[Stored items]
** Begin **

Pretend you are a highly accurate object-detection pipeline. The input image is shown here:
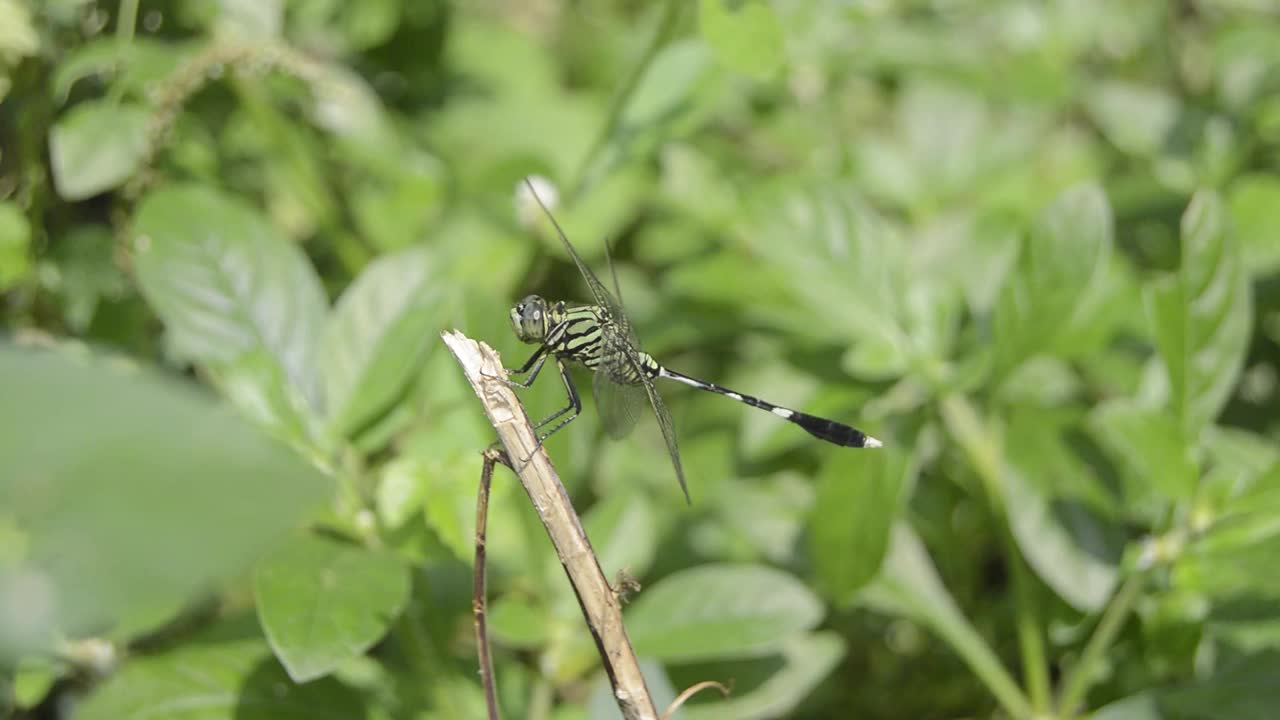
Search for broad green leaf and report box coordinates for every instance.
[621,40,710,129]
[860,521,1018,697]
[1001,411,1123,612]
[995,184,1112,374]
[133,184,326,430]
[582,484,658,578]
[1226,174,1280,278]
[627,565,824,662]
[253,536,410,683]
[489,596,552,650]
[215,0,284,37]
[1147,191,1253,442]
[0,201,31,292]
[1084,81,1181,156]
[0,345,330,655]
[1091,400,1199,505]
[809,448,909,605]
[1178,464,1280,597]
[739,183,919,368]
[376,457,426,530]
[1089,691,1166,720]
[320,247,449,436]
[49,100,148,201]
[698,0,783,79]
[50,35,186,104]
[76,617,367,720]
[677,632,846,720]
[1160,652,1280,720]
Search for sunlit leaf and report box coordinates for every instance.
[1092,400,1198,502]
[1001,413,1123,611]
[627,565,823,661]
[698,0,783,79]
[253,536,410,683]
[49,100,148,200]
[809,448,909,603]
[1147,191,1253,442]
[133,186,326,435]
[76,617,366,720]
[320,247,451,434]
[678,633,846,720]
[995,184,1112,373]
[0,346,329,650]
[0,201,31,292]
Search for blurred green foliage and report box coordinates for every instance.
[0,0,1280,720]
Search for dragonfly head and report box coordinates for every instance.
[511,295,550,342]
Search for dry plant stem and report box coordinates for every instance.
[471,447,511,720]
[662,680,728,720]
[443,332,658,720]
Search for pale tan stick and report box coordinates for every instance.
[471,447,511,720]
[443,331,658,720]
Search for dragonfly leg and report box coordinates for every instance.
[506,345,547,388]
[534,359,582,438]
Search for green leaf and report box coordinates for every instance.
[621,40,710,131]
[0,201,31,292]
[321,247,451,436]
[1160,652,1280,720]
[76,617,367,720]
[49,100,148,201]
[1091,691,1165,720]
[489,596,552,650]
[582,484,658,578]
[698,0,783,79]
[0,345,330,656]
[1084,81,1181,156]
[133,184,326,430]
[216,0,284,42]
[253,536,410,683]
[1178,464,1280,597]
[1091,400,1199,506]
[627,565,824,662]
[1001,411,1123,612]
[1226,174,1280,278]
[1146,191,1253,442]
[677,632,845,720]
[809,450,909,605]
[993,184,1112,374]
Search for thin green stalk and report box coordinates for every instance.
[931,586,1033,717]
[115,0,140,47]
[572,0,687,195]
[1001,530,1053,714]
[1057,574,1144,717]
[942,395,1052,712]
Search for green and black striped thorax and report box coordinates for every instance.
[511,295,660,384]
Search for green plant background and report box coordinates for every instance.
[0,0,1280,720]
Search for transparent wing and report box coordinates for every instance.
[644,371,692,503]
[591,370,645,439]
[525,178,634,338]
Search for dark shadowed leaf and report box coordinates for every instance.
[76,614,367,720]
[809,448,910,603]
[995,184,1112,373]
[698,0,783,79]
[321,247,449,434]
[133,186,326,435]
[49,100,148,200]
[253,536,410,683]
[0,346,330,661]
[627,565,824,661]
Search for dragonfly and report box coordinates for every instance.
[507,178,881,502]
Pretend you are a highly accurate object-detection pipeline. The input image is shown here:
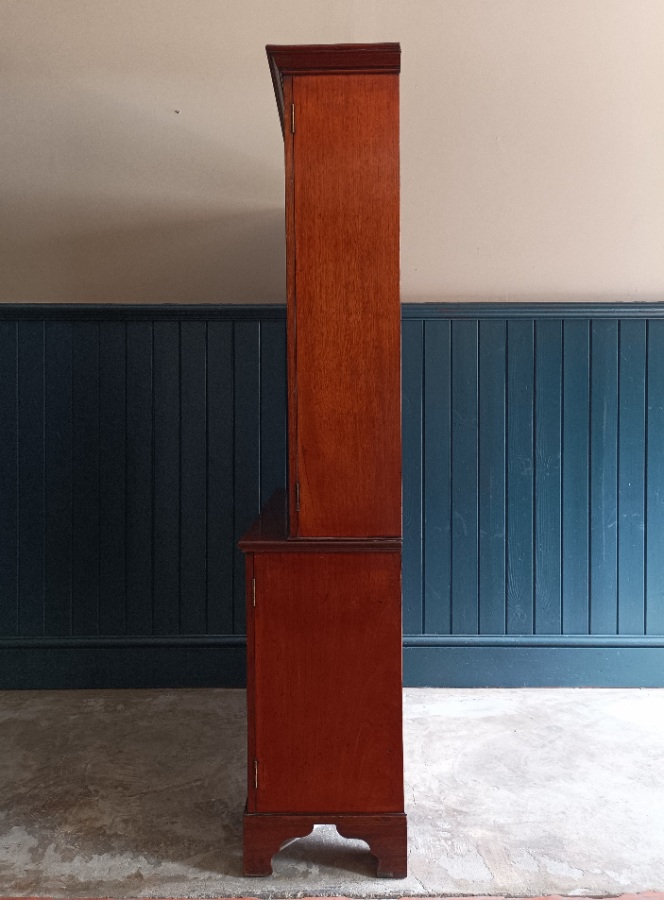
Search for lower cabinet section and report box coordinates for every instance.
[242,502,406,877]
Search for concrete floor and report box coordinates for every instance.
[0,689,664,897]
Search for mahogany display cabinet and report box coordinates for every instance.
[240,44,407,877]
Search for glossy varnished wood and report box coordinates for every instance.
[265,43,401,132]
[238,490,401,553]
[247,549,403,814]
[244,813,407,878]
[289,74,401,537]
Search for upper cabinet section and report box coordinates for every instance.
[268,44,401,538]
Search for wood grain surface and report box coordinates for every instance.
[289,74,401,537]
[247,552,403,814]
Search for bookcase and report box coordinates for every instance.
[240,44,407,877]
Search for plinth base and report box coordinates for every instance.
[244,812,408,878]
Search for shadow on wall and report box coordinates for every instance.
[2,210,285,303]
[0,84,285,303]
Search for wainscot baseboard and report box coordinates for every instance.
[0,635,664,690]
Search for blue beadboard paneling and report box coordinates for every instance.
[125,322,154,635]
[505,319,535,634]
[533,319,562,634]
[590,319,618,634]
[561,319,590,634]
[0,304,664,687]
[401,320,424,634]
[98,322,127,634]
[178,322,207,634]
[478,319,507,634]
[422,320,452,634]
[206,322,236,634]
[448,320,479,634]
[152,322,182,634]
[44,322,73,635]
[0,322,19,637]
[15,322,45,635]
[618,320,646,634]
[645,320,664,634]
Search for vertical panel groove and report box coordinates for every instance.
[420,322,427,634]
[643,319,650,634]
[615,320,622,634]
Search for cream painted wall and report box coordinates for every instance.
[0,0,664,303]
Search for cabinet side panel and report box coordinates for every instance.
[254,553,403,813]
[293,75,401,537]
[245,553,256,812]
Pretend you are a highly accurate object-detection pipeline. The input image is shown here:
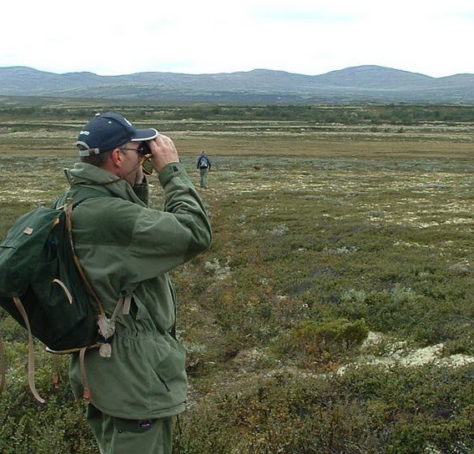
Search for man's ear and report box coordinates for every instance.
[110,148,123,168]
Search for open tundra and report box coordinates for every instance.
[0,104,474,454]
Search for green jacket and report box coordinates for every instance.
[58,163,211,419]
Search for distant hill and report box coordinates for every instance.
[0,65,474,104]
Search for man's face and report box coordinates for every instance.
[119,142,143,186]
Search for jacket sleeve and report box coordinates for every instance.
[129,163,212,280]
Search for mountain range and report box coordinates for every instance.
[0,65,474,104]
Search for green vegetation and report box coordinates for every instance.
[0,104,474,454]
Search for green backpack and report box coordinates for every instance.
[0,188,113,401]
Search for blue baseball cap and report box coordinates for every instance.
[76,112,159,156]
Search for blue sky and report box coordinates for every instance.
[0,0,474,77]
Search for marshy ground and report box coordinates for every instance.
[0,104,474,454]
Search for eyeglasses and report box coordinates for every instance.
[120,146,148,155]
[120,145,153,175]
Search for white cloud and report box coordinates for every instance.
[0,0,474,76]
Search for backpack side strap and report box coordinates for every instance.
[13,296,46,404]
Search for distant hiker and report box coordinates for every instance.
[196,150,211,189]
[64,113,211,454]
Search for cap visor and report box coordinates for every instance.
[131,128,160,142]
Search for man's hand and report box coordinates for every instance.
[148,134,179,173]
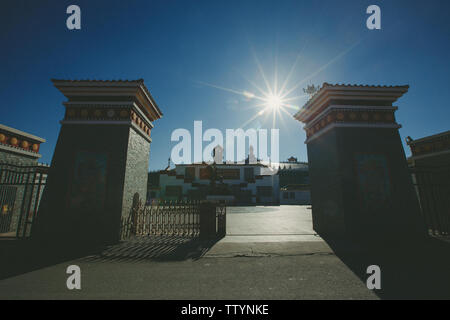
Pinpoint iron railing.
[121,201,200,239]
[410,166,450,236]
[120,201,226,240]
[0,163,49,238]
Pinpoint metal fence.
[410,167,450,236]
[120,201,226,239]
[0,163,49,238]
[121,201,200,239]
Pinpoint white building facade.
[159,163,280,205]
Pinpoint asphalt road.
[0,242,377,300]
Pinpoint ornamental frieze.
[64,106,151,136]
[305,109,396,138]
[0,132,40,153]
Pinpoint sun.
[265,94,283,110]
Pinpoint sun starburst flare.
[197,41,361,128]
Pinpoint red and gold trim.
[409,133,450,156]
[0,132,41,153]
[305,109,396,138]
[64,107,152,137]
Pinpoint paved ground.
[227,206,322,242]
[0,206,378,299]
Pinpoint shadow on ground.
[324,237,450,300]
[82,236,218,262]
[0,236,218,279]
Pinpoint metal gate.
[120,201,226,239]
[0,163,49,238]
[410,166,450,236]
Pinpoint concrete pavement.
[0,206,378,300]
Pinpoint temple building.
[147,155,311,205]
[159,162,279,205]
[278,157,311,205]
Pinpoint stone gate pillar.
[33,79,162,243]
[294,83,424,241]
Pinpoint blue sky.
[0,0,450,170]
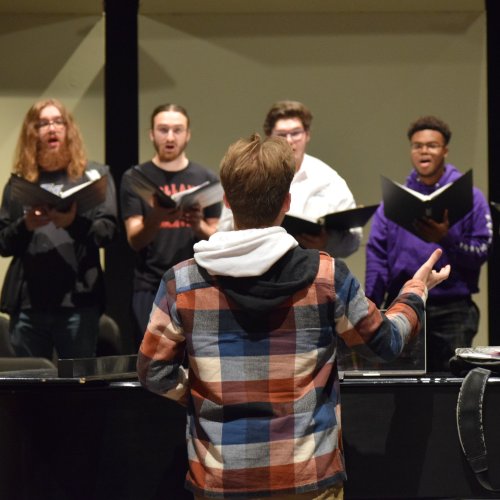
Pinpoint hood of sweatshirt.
[194,227,319,313]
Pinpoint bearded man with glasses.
[365,116,492,372]
[0,99,117,359]
[219,101,363,257]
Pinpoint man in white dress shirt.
[218,101,363,257]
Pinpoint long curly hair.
[13,98,87,182]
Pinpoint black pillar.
[103,0,139,353]
[486,0,500,345]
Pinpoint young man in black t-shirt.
[120,104,221,345]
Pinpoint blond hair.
[220,134,295,229]
[13,99,87,182]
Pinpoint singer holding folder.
[218,101,363,257]
[365,116,492,372]
[0,99,117,359]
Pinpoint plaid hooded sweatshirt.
[138,227,427,498]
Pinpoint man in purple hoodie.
[365,116,492,371]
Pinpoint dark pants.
[426,298,479,372]
[9,307,100,359]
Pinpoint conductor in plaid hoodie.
[137,134,450,500]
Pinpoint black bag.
[450,346,500,491]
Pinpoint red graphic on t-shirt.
[160,184,193,229]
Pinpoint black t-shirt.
[120,161,222,291]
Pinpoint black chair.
[96,314,122,357]
[0,316,16,358]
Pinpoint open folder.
[125,165,223,209]
[281,204,378,235]
[381,170,472,236]
[10,174,108,213]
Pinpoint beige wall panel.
[139,12,487,343]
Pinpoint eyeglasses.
[411,142,444,151]
[273,129,305,141]
[36,117,66,130]
[155,127,187,136]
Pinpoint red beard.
[37,144,71,172]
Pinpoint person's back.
[138,137,450,498]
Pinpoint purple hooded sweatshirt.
[365,164,493,307]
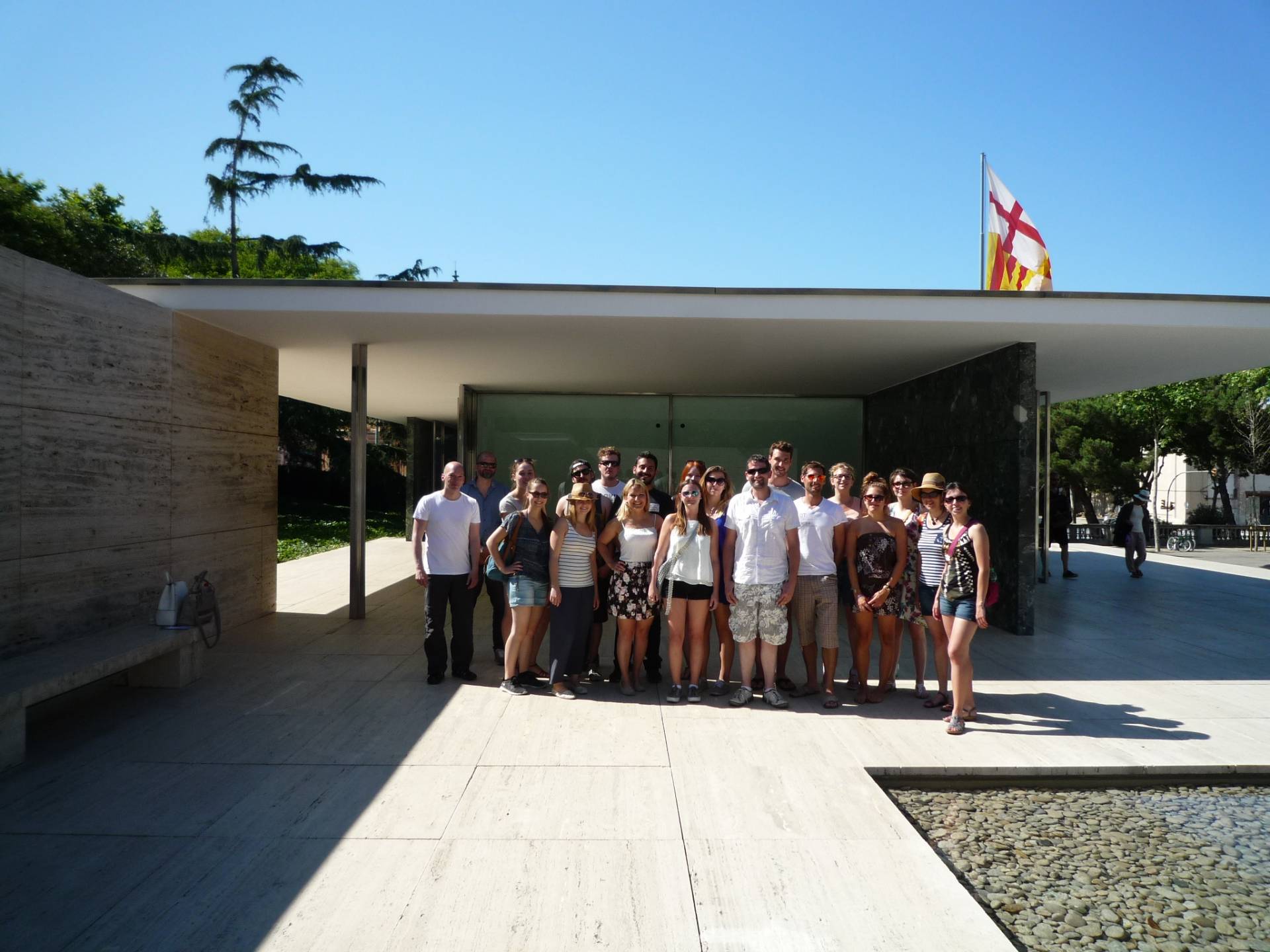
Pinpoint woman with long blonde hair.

** End **

DIRECTIONS FOR THIS TASK
Copy out the lines starting with the line that contains "Search for wood" and going on through the line that contains "[0,635,664,690]", including the search lines. Shift every bounding box coordinate by adding 126 to it.

ANSWER FOR THIS EXERCISE
Search for wood grain surface and report box coordinates for every instance.
[415,200,527,663]
[373,678,529,940]
Search for bookcase and report box coordinates for every instance.
[366,170,533,1003]
Search for plinth base and report box coordinates for every instance.
[370,938,534,1004]
Search for shadow on wall and report box coordinates for every instance.
[128,336,411,429]
[126,210,411,429]
Search for wainscot baseboard and report box coordinates for every instance.
[126,761,790,816]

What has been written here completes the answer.